[What is being asked] Each of the entries should be retyped precisely as it appears.
-*-
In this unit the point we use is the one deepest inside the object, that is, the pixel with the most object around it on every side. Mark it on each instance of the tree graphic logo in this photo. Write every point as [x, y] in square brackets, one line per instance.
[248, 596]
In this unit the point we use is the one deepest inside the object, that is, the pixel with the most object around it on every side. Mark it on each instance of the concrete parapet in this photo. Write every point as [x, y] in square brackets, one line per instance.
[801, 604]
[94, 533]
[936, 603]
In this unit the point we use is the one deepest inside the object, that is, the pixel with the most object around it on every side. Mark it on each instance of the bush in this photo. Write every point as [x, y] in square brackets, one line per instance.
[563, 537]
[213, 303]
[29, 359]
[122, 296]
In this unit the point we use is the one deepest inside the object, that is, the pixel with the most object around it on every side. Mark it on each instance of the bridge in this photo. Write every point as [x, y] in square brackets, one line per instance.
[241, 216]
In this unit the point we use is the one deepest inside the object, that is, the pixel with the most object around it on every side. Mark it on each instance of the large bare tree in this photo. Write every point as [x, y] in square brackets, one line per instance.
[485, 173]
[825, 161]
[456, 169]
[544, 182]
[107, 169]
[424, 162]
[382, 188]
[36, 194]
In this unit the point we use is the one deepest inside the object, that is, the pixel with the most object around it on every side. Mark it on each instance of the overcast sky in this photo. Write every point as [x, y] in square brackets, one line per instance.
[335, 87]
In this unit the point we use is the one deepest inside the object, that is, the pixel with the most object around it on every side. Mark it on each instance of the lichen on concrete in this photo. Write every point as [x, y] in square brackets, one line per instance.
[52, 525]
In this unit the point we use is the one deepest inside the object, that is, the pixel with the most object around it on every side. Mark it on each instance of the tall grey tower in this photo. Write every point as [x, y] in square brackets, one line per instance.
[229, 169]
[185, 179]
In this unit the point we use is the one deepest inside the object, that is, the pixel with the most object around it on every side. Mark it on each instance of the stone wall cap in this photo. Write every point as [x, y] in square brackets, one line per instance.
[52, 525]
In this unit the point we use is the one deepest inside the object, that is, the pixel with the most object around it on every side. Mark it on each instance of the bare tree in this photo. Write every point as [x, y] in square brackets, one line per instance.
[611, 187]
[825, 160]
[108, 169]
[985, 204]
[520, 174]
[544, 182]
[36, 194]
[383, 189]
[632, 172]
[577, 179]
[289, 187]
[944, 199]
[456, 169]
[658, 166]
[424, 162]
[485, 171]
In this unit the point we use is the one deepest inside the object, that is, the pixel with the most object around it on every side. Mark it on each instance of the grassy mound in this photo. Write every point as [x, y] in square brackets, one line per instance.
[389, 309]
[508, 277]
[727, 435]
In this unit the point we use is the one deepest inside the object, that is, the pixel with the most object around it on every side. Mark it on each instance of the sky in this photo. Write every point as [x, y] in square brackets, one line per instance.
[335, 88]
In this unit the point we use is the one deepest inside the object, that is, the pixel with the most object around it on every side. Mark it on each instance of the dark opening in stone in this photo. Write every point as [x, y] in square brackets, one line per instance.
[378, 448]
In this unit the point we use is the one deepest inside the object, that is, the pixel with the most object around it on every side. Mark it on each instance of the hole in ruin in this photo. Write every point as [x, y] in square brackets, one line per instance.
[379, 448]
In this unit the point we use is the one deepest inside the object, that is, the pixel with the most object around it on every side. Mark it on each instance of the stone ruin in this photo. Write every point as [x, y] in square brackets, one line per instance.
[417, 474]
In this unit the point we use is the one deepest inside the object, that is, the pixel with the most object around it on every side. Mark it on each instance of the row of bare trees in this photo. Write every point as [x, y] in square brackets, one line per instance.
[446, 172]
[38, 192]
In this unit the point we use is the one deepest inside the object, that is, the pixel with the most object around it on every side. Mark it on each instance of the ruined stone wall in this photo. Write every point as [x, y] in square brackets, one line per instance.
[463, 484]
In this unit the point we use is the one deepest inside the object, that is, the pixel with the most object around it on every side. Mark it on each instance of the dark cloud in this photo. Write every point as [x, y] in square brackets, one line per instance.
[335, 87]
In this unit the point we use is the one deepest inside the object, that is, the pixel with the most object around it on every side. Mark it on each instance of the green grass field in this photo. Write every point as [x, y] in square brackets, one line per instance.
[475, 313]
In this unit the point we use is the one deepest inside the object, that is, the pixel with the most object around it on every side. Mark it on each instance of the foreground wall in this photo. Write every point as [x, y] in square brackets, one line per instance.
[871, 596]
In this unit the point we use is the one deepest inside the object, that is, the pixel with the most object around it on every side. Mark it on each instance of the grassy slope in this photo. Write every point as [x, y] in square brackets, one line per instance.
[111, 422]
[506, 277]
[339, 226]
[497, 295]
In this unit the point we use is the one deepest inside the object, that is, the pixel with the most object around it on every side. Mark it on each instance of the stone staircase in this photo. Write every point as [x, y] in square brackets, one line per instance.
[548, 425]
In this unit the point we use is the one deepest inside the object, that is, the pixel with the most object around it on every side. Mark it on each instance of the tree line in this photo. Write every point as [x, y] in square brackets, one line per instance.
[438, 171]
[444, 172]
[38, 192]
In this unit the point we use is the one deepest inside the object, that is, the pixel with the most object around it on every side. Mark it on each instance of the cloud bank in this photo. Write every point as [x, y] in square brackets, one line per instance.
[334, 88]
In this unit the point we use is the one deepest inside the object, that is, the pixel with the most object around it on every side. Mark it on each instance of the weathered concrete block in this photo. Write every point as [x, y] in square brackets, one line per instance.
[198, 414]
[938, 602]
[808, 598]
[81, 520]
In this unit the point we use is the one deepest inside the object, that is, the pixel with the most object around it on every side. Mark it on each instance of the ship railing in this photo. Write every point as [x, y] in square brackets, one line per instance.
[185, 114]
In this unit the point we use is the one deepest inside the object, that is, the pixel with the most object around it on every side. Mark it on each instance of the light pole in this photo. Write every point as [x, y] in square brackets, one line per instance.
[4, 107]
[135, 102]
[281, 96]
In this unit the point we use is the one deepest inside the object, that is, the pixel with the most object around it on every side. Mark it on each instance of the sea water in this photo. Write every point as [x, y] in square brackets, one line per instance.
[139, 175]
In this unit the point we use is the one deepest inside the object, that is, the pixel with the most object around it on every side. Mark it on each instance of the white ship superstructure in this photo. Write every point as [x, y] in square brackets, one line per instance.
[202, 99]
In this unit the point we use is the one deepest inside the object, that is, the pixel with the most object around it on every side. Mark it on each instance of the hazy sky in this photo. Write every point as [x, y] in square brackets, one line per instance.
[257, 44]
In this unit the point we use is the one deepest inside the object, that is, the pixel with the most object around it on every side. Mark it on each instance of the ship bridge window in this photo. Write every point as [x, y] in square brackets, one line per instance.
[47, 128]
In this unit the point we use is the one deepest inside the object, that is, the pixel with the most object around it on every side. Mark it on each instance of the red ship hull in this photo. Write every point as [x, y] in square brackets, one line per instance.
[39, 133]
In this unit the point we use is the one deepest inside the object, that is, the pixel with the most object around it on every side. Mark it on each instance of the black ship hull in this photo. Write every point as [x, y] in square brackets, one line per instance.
-*-
[Answer to this task]
In this unit the point we use is the one deepest inside the object, that is, the pixel with the most object around it on every side. Mark it on each instance of the tree graphic logo in this photo. Write every point as [x, y] in square brackets, one line per instance.
[248, 596]
In this unit the point we use is the one deepest inside the object, that is, the pixel with the most object around it on every side. Mark it on each instance of the concrete parapet in this photo. Write every point as [x, y] in square brackets, one line per instance.
[801, 604]
[94, 533]
[936, 603]
In this unit the point we use is the one deepest inside the object, that is, the pixel with the most object around it on every side. Mark it on each instance of the bush in this photo. Write every point as [x, y] in square brackets, one line per instance.
[563, 537]
[213, 303]
[29, 359]
[122, 296]
In this unit the point we use is the one deepest inside the object, that is, the pixel with the most object around it on every side. Mark it on each instance of the bridge in this photo. Write every point as [x, y] in square brackets, one line per instance.
[241, 216]
In this unit the point we use is the one deepest inside the object, that is, the pixel with the most object around it on every side. Mark it on each instance of the large bare tree in this photo. Write every point as [x, y] in square brackets, one line per instance.
[485, 173]
[825, 161]
[456, 169]
[544, 182]
[107, 169]
[424, 162]
[382, 188]
[36, 194]
In this unit the point we use is the one deepest inside the object, that is, the pixel with the most object around it on every side. Mark it on each instance of the overcast sky in this photo. Write every point as [x, y] in square brackets, one line per instance.
[335, 87]
In this unit the point we use is the one deepest inside the object, that is, the pixel with the most object around it on every side. Mark it on each instance of the lichen on concrete in this photo. Write every point as [x, y] in square brackets, one line per instance.
[52, 525]
In this unit the point we use is the one deepest inside the object, that is, the pixel with the most object around it on every side. Mark it on each instance of the tall grey tower in this photo. Write every point as [x, y] in square brackets, one line per instance.
[229, 169]
[185, 179]
In this unit the point we use is the one deepest inside the object, that is, the pixel with the most object around it on every side. Mark it on each instance of the stone wall cap in this photo. Write every point as [x, y] in square brackets, one line per instance.
[52, 525]
In this unit the point we use is the one deepest inside the object, that is, the pixel with the most object around it on every side. Mark it on each instance of the bare tree in this photo. Write every point as [x, y] in square brackets, one line per instance.
[611, 187]
[825, 160]
[108, 169]
[985, 204]
[520, 174]
[544, 182]
[36, 194]
[383, 189]
[632, 172]
[577, 179]
[289, 187]
[944, 199]
[456, 169]
[658, 166]
[424, 162]
[485, 171]
In this unit the point we use is the one deepest inside the object, that is, the pixel with the most object around it on every side. Mark it on each instance of the grassy mound in this photo. Write every point as [x, y] in square brackets, one line per instance.
[389, 309]
[508, 277]
[727, 435]
In this unit the point we use is the one deepest inside the object, that is, the pixel with the most object around it on every side. Mark it on each instance of the sky in this photo. Write every point as [x, y] in square brackets, one line per instance.
[335, 88]
In this unit the point we use is the one deepest inside the object, that is, the pixel with the most object around it on every side. Mark it on each instance of the dark opening in stone in this photo. Write every point as [x, y] in square brackets, one line per instance.
[378, 448]
In this unit the point we use is the one deepest inside the object, that is, the pixel with the most object around it on every side. Mark it on each instance of the hole in ruin in this photo. Write every point as [x, y] in square brackets, one line per instance.
[379, 448]
In this unit the point we use is the one deepest inside the object, that is, the pixel with the most object around it on every side. Mark it on each instance of the stone ruin in this photo. Write every point as [x, y] in square brackets, one line per instance.
[417, 474]
In this unit the point we use is the one deepest inside the object, that is, the pixel with the most object around it on every side. Mark it on each instance of the row of bare trees in this photo. Write every point as [x, y] in square brackets, one line per instance.
[446, 172]
[38, 192]
In this unit the point we use is the one deepest inside the object, that is, the pixel with the most object around it on every side. Mark it on each instance of the ruined stone wall in this photo. Write every point as [x, y] in square brackets, one line per instance.
[463, 484]
In this unit the point we use is the one deepest inside the object, that is, the pixel with the most object around it on every side. Mark it on each instance of the dark cloud in this photo. Write every point as [x, y] in square brackets, one line per instance.
[335, 87]
In this unit the point we use is the one deepest inside the object, that is, the pixel with the most object around it on every side. Mark it on each instance of the green grass field in this photo. Write every point as [x, y] in square brackets, one line per instance.
[475, 313]
In this unit the point we use is the one deepest inside the object, that is, the pixel with the most object around it on every side. Mark it on each instance of the foreground wall in this photo. Write every point as [x, y] in square brackets, one line per instance.
[871, 596]
In this unit the point we use is the one deepest inside the object, that is, the pixel with the most object around it on every side. Mark it on each instance of the grassy slope in this photo. Write every point as [x, y] in square brackets, one line per instance.
[111, 422]
[506, 277]
[339, 226]
[497, 295]
In this unit the point we use is the one deepest inside the object, that is, the pixel with the most object around it on every side. Mark it on each instance of the stone staircase in this photo. Write every point as [x, y] in square brackets, one line per instance.
[548, 425]
In this unit the point we use is the one deepest inside the object, that is, the pixel with the most object around it on every side. Mark it on each instance of the tree line in this photo. Write every point as [x, y] in square brackets, one line per instance.
[438, 171]
[444, 172]
[38, 192]
In this unit the point we use is the one deepest inside the object, that is, the pixel with the most object around it on every side. Mark it on each instance of the cloud bank in this photo. Write every point as [x, y] in square brackets, one line per instance.
[334, 88]
In this unit the point we use is the one deepest inside the object, that is, the pixel with the most object around it on every side. Mark it on each instance of the weathered concrete block in this photo. Write every point as [x, y] in square brackets, one line per instance.
[198, 414]
[938, 602]
[808, 598]
[81, 520]
In this unit the point we use is the one deepest inside the object, that is, the pixel with the most object around it on every side. Mark it on each instance of the ship railing in this photo. Write every point as [x, y] in square brackets, one line per instance.
[185, 114]
In this unit the point we use is the one deepest inside the object, that is, the pixel with the most object around it on every side. Mark it on each instance of the light pole in this photo. Write every point as [x, y] in square brackets, one line per instance.
[4, 107]
[135, 102]
[281, 96]
In this unit the point we use is the one deepest inside the object, that is, the pixel with the most object around it on every side. Mark it on each instance of the sea water in this photo. Write every point as [x, y] in square brackets, one line per instance.
[139, 175]
In this unit the point we use is the one deepest inside the object, that is, the pixel with the most object around it on every side. Mark it on each instance of the white ship superstructure in this photo. Write every point as [x, y] in square brackets, one line per instance.
[202, 99]
In this unit the point we use is the one deepest inside the object, that is, the pixel with the most object around it on every side. Mark it on each instance of the hazy sky in this photo. Write every point as [x, y] in square brackets, one line per instance.
[257, 44]
In this unit the point we use is the one deepest inside the object, that is, the pixel with the most object around it on every side. Mark it on each instance of the ship bridge window in this photo. Write every point as [x, y] in square brackets, one line per instance.
[47, 128]
In this unit the point we use is the one deepest inside the object, that is, the pixel with the most object around it on every side. Mark it on each instance of the red ship hull in this photo. Write every point as [x, y] in square brackets, one line per instance.
[39, 133]
In this unit the point we use is the one deepest inside the object, that is, the pixel with the most object around it on every side. Mark it on each instance of the black ship hull in this photo. Write every point as [x, y] in square brackets, one line per instance.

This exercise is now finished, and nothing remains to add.